## Data under study

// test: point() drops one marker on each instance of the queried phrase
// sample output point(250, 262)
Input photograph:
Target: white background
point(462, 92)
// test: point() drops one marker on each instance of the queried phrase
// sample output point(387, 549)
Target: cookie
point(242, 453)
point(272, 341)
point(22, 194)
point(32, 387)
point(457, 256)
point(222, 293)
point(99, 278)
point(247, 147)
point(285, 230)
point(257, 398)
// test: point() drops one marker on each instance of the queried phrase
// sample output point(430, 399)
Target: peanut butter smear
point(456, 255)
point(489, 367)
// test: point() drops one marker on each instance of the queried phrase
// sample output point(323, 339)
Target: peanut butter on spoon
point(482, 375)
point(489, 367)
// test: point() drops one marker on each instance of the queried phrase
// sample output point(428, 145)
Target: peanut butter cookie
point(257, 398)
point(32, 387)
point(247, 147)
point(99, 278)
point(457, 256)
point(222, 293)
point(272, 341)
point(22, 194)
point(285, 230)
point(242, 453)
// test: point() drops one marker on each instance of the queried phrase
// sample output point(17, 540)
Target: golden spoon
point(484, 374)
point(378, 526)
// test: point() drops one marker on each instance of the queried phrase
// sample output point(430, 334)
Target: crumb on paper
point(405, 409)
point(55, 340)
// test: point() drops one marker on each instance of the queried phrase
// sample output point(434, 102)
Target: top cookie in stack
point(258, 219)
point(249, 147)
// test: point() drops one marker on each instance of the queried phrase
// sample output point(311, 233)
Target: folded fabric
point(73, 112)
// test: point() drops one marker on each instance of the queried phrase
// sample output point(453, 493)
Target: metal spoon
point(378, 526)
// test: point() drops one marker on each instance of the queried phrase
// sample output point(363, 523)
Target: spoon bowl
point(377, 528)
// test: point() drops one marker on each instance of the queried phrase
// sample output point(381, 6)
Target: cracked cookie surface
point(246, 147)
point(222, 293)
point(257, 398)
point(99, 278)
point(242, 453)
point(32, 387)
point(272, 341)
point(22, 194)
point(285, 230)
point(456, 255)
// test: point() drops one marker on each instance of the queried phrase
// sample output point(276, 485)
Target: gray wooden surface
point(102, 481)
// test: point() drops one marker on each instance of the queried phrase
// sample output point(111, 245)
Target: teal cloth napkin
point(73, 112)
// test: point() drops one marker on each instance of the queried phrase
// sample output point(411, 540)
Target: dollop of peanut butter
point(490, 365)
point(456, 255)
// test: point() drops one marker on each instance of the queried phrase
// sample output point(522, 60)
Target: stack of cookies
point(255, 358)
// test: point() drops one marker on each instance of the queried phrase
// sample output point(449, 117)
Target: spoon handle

## Exercise requirements
Using the entries above, please restate each one word for word.

## Answer section
// test: point() drops one marker on each instance of the queried phrase
// sample output point(250, 262)
Input photograph:
Target: white background
point(462, 92)
// test: point() drops one marker on each instance of the queried phrase
// sample output point(387, 549)
Target: cookie
point(242, 453)
point(272, 341)
point(22, 194)
point(32, 387)
point(457, 256)
point(222, 293)
point(99, 278)
point(247, 147)
point(285, 230)
point(257, 398)
// test: point() drops one marker on each instance of the queried phrase
// sample output point(430, 399)
Target: peanut butter smear
point(456, 255)
point(489, 367)
// test: point() drops one marker on each instance of the queried phrase
// sample output point(323, 339)
Target: peanut butter on spoon
point(482, 375)
point(489, 367)
// test: point() drops one marker on each instance of the queried phrase
// sample output point(428, 145)
Target: peanut butter cookie
point(257, 398)
point(32, 387)
point(247, 147)
point(99, 278)
point(457, 256)
point(222, 293)
point(272, 341)
point(22, 194)
point(285, 230)
point(242, 453)
// test: point() drops one marker on each instance of the queried phrase
// sample output point(17, 540)
Target: golden spoon
point(484, 374)
point(378, 526)
// test: point() drops one marker on each instance of the queried phrase
// sample output point(430, 334)
Target: crumb on paper
point(405, 409)
point(55, 340)
// test: point() drops one marker on each instance of the queried phrase
// sample output point(434, 102)
Target: top cookie in stack
point(258, 219)
point(249, 147)
// test: point() drops one marker on each instance of the queried phrase
// sample output point(311, 233)
Target: folded fabric
point(73, 112)
// test: point() drops one marker on each instance of the queried phrase
// sample output point(453, 493)
Target: metal spoon
point(378, 526)
// test: point() drops one marker on each instance of the queried phrase
// sample output point(363, 523)
Target: spoon bowl
point(377, 528)
// test: point() drops one marker on each instance of the queried phrase
// sample output point(381, 6)
Target: cracked cookie surface
point(246, 147)
point(222, 293)
point(257, 398)
point(99, 278)
point(242, 453)
point(32, 387)
point(272, 341)
point(22, 194)
point(285, 230)
point(456, 255)
// test: point() drops one marker on each instance of the queried phrase
// sample output point(276, 485)
Target: gray wooden surface
point(102, 481)
// test: point() drops one marker on each instance of the queried phrase
// sample output point(111, 245)
Target: teal cloth napkin
point(73, 112)
// test: point() drops one marker on each instance of the queried phrase
// sample output point(411, 540)
Target: dollop of peanut butter
point(490, 365)
point(456, 255)
// test: point() drops one marker on each instance of the queried phrase
// sample output point(522, 60)
Target: stack of cookies
point(255, 358)
// test: point() drops one marker on each instance of the queried phrase
// sample output point(449, 117)
Target: spoon handle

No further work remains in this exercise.